EXERCISE DESCRIPTION ->
Repeat every entry word for word, but leave the images out of your copy.

Pointing records:
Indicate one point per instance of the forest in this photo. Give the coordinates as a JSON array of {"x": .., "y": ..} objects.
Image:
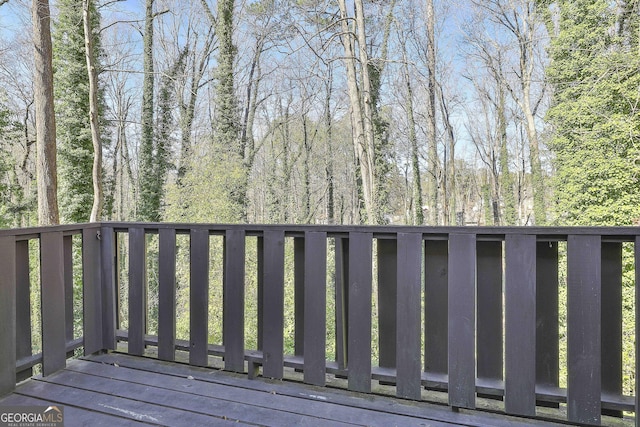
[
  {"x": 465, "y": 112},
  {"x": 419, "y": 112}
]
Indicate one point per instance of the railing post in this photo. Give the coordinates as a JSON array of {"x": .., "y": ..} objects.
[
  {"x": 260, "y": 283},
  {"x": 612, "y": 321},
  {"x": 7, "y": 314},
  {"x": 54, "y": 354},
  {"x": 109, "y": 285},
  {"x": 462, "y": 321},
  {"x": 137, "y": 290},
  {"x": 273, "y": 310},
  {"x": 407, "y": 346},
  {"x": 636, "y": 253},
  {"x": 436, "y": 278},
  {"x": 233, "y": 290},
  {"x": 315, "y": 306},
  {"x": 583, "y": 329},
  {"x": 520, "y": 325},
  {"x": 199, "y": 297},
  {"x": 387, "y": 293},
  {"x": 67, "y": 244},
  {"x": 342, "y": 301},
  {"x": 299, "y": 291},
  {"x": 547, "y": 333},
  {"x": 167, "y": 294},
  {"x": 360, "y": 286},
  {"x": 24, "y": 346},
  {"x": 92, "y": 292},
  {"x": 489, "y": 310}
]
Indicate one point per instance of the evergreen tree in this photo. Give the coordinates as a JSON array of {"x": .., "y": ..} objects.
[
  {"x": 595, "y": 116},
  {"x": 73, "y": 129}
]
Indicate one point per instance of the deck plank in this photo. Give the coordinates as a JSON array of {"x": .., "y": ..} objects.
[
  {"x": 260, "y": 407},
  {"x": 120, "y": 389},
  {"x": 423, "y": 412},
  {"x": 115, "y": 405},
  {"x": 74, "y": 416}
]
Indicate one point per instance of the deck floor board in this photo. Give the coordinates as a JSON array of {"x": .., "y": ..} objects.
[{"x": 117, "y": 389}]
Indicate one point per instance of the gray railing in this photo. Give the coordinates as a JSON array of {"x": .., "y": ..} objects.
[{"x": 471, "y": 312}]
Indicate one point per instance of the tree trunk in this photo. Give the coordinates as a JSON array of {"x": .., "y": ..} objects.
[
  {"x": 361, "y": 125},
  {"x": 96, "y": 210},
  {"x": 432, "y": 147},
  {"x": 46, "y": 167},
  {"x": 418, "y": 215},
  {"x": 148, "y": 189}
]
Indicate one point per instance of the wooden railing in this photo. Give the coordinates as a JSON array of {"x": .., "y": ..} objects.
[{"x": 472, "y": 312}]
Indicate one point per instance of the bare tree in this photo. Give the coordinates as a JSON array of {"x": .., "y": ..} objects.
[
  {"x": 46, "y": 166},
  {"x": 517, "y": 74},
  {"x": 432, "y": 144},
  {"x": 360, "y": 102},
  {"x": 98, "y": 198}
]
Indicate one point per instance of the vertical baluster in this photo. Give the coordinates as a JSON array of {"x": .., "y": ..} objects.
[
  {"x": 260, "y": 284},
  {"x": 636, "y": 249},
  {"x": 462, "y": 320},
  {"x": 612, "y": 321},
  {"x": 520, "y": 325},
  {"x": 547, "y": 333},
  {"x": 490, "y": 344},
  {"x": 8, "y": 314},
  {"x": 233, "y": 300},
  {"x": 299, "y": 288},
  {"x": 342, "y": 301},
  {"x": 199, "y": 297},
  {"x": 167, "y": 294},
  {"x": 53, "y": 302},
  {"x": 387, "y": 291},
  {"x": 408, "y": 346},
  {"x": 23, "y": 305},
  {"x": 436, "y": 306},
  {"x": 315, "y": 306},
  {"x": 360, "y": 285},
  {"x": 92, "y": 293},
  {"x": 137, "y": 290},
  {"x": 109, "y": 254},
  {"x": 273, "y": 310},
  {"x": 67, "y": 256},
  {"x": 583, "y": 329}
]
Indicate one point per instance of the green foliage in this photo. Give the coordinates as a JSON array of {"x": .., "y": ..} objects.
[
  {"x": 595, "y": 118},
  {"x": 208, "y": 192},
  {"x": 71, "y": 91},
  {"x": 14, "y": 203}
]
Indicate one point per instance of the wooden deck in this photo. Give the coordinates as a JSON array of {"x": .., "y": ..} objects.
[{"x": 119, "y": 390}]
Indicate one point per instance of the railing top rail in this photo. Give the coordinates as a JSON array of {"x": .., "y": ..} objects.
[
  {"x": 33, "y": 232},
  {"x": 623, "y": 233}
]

WRITTEN ANSWER ->
Indicate one point per instance of the forest in this photo. Give the coordinates as a JSON array of {"x": .., "y": ..} objects.
Image:
[
  {"x": 465, "y": 112},
  {"x": 419, "y": 112}
]
Indicate one point per instance of the railing post in this photo. Give the coordinates as a JSON array of {"x": .., "y": ..} objects.
[
  {"x": 260, "y": 283},
  {"x": 612, "y": 321},
  {"x": 7, "y": 314},
  {"x": 54, "y": 354},
  {"x": 109, "y": 285},
  {"x": 462, "y": 321},
  {"x": 137, "y": 290},
  {"x": 273, "y": 310},
  {"x": 407, "y": 346},
  {"x": 636, "y": 253},
  {"x": 436, "y": 278},
  {"x": 233, "y": 290},
  {"x": 315, "y": 306},
  {"x": 583, "y": 329},
  {"x": 520, "y": 325},
  {"x": 199, "y": 297},
  {"x": 387, "y": 293},
  {"x": 67, "y": 244},
  {"x": 342, "y": 301},
  {"x": 299, "y": 291},
  {"x": 547, "y": 333},
  {"x": 167, "y": 294},
  {"x": 360, "y": 286},
  {"x": 24, "y": 346},
  {"x": 92, "y": 292},
  {"x": 489, "y": 310}
]
Indicate one point per instance of the evergreen tree in this photo. Give the coordinates as a JSON array of {"x": .., "y": ..} objects.
[
  {"x": 595, "y": 116},
  {"x": 73, "y": 129}
]
Indicate one point per instance of the deck plank in this photo. Give the coordinates as a JSON array of {"x": .., "y": ..} objects.
[
  {"x": 260, "y": 407},
  {"x": 120, "y": 389},
  {"x": 423, "y": 412},
  {"x": 115, "y": 405},
  {"x": 74, "y": 416}
]
Indicate one point per instance of the deck floor board in this photo. Give the coordinates as a JSON array of {"x": .., "y": ..} objects.
[{"x": 117, "y": 389}]
Indicate one point per instance of the gray railing in this photo. Give the coordinates as a JSON array of {"x": .., "y": ..} objects.
[{"x": 471, "y": 312}]
Indicate one point per instance of the tree trunk in this photo. Give the coordinates as a JSON array of {"x": .., "y": ..} objects.
[
  {"x": 361, "y": 125},
  {"x": 96, "y": 210},
  {"x": 432, "y": 147},
  {"x": 46, "y": 167},
  {"x": 418, "y": 215},
  {"x": 148, "y": 189}
]
Indicate one point per instance of the wooden railing in this photo. Give the coordinates as a JSON array of {"x": .., "y": ..} objects.
[{"x": 472, "y": 312}]
Indicate one point per instance of the bare tree in this photo. Give the coordinates as a JSON array of {"x": .., "y": ..} objects.
[
  {"x": 46, "y": 166},
  {"x": 517, "y": 74},
  {"x": 432, "y": 144},
  {"x": 360, "y": 102},
  {"x": 98, "y": 198}
]
Indicate one point per instance of the vertical baluster in this photo. Give the coordinates as a JSON array of {"x": .., "y": ..} objects.
[
  {"x": 260, "y": 284},
  {"x": 636, "y": 249},
  {"x": 462, "y": 320},
  {"x": 612, "y": 321},
  {"x": 520, "y": 325},
  {"x": 547, "y": 333},
  {"x": 490, "y": 344},
  {"x": 8, "y": 314},
  {"x": 233, "y": 300},
  {"x": 299, "y": 288},
  {"x": 342, "y": 301},
  {"x": 199, "y": 297},
  {"x": 167, "y": 294},
  {"x": 53, "y": 302},
  {"x": 387, "y": 291},
  {"x": 408, "y": 346},
  {"x": 23, "y": 305},
  {"x": 436, "y": 306},
  {"x": 315, "y": 306},
  {"x": 360, "y": 285},
  {"x": 92, "y": 293},
  {"x": 137, "y": 290},
  {"x": 109, "y": 254},
  {"x": 273, "y": 310},
  {"x": 67, "y": 256},
  {"x": 583, "y": 329}
]
Indicate one point per instance of the green foliage in this photo. Give the coordinates as a JSON array of {"x": .., "y": ..} objects.
[
  {"x": 595, "y": 118},
  {"x": 208, "y": 192},
  {"x": 71, "y": 91},
  {"x": 14, "y": 203}
]
Indicate one point per instance of the wooden deck in this photo. Give the coordinates as a JSON array of {"x": .., "y": ..} objects.
[{"x": 119, "y": 390}]
Indicate one point per instance of the railing top rail in this photo. Give the coordinates as a JSON array of {"x": .., "y": ..} objects.
[
  {"x": 33, "y": 232},
  {"x": 623, "y": 233}
]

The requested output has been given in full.